───── DATA SUPPLIED

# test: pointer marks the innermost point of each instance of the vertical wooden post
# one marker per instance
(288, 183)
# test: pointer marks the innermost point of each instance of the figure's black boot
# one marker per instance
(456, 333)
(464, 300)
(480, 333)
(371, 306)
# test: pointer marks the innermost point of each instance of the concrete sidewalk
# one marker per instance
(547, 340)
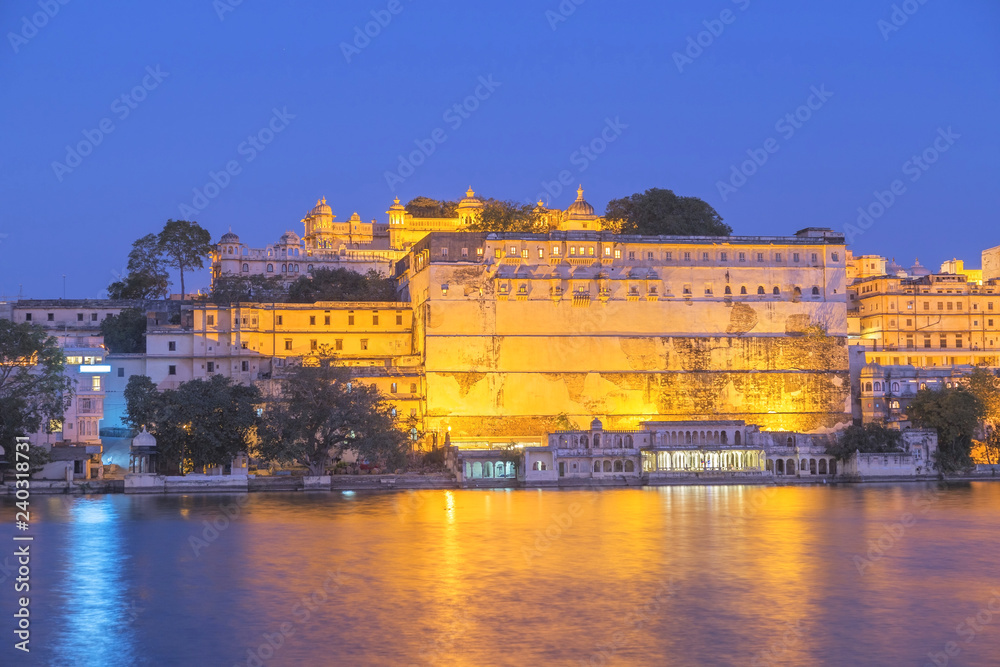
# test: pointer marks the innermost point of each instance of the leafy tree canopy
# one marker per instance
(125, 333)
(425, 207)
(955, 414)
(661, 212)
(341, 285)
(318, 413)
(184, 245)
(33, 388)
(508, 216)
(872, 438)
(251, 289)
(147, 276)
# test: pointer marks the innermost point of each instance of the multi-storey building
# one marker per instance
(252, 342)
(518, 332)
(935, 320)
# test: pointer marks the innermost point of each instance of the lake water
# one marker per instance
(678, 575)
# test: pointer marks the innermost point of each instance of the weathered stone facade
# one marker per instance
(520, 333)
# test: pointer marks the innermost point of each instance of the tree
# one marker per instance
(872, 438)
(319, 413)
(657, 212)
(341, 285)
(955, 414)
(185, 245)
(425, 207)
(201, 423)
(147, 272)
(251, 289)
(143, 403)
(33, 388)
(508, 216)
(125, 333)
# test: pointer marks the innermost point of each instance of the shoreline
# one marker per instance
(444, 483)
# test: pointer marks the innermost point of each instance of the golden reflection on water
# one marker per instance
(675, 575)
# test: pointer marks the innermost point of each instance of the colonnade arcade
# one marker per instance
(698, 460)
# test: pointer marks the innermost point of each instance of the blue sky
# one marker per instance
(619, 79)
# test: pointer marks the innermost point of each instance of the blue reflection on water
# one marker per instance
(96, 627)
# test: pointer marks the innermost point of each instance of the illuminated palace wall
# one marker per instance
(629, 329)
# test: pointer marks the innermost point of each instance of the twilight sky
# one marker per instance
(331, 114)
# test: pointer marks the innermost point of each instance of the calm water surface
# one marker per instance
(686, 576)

──────────
───── DATA SUPPLIED

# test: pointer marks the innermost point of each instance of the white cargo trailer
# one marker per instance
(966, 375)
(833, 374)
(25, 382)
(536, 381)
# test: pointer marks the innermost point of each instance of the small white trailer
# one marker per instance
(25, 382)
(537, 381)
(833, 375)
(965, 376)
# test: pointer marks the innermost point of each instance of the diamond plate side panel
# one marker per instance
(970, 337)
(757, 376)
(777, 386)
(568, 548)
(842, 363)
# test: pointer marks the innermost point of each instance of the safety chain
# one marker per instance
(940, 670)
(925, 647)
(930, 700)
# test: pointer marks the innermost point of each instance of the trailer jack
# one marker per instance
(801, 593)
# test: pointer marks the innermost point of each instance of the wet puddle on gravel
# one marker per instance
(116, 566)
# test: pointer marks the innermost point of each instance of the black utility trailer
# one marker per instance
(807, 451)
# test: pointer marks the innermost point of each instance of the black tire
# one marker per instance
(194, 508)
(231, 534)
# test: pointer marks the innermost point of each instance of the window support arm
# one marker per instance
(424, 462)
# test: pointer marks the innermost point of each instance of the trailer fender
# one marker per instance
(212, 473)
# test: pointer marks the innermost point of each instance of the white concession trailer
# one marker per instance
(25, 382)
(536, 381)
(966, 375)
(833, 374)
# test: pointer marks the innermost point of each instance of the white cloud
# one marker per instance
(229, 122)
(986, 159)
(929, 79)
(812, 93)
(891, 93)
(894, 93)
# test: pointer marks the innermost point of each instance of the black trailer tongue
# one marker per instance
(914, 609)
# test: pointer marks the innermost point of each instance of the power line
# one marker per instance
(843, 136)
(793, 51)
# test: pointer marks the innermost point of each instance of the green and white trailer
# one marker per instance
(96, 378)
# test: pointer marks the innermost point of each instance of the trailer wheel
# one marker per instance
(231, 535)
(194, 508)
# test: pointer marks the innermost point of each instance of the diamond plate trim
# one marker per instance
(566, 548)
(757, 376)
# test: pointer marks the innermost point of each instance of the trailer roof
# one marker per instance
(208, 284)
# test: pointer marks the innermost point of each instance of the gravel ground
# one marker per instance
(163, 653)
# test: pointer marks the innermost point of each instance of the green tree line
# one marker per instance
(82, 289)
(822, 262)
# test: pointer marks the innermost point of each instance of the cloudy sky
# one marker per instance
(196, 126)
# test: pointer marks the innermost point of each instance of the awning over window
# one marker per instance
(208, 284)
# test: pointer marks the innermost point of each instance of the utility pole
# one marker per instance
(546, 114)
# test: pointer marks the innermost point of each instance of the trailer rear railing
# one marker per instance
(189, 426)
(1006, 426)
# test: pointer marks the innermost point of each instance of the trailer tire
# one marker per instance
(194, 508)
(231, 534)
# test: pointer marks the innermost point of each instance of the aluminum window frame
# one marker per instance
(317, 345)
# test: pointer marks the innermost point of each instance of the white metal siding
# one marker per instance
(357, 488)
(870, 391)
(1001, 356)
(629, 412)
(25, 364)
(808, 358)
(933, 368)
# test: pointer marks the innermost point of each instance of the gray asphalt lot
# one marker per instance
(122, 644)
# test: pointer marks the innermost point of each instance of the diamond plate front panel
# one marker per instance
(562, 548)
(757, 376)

──────────
───── DATA SUPPLIED

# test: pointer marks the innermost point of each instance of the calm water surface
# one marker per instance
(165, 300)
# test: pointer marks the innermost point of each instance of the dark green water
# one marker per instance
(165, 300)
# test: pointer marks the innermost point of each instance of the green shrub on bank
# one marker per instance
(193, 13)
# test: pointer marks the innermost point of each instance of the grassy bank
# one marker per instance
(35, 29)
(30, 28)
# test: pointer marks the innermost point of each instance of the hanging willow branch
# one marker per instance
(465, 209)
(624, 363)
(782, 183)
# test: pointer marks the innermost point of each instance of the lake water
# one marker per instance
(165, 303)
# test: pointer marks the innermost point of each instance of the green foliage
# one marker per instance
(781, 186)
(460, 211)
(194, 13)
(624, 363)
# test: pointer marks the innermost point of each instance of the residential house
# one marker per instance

──────────

Please locate every line in the material above that contains the word "green", and copy each of those lines.

_RESULT OF THE EXERCISE_
# test: pointer marks the innermost point of each instance of the green and white trailer
# test: pointer marks the innermost point of each instance of the green tree line
# test: pointer marks the innermost point of each instance of the dark green water
# test: pointer marks the innermost point of each instance of the green shrub on bank
# test: pointer marks the innermost point of each instance of the green foliage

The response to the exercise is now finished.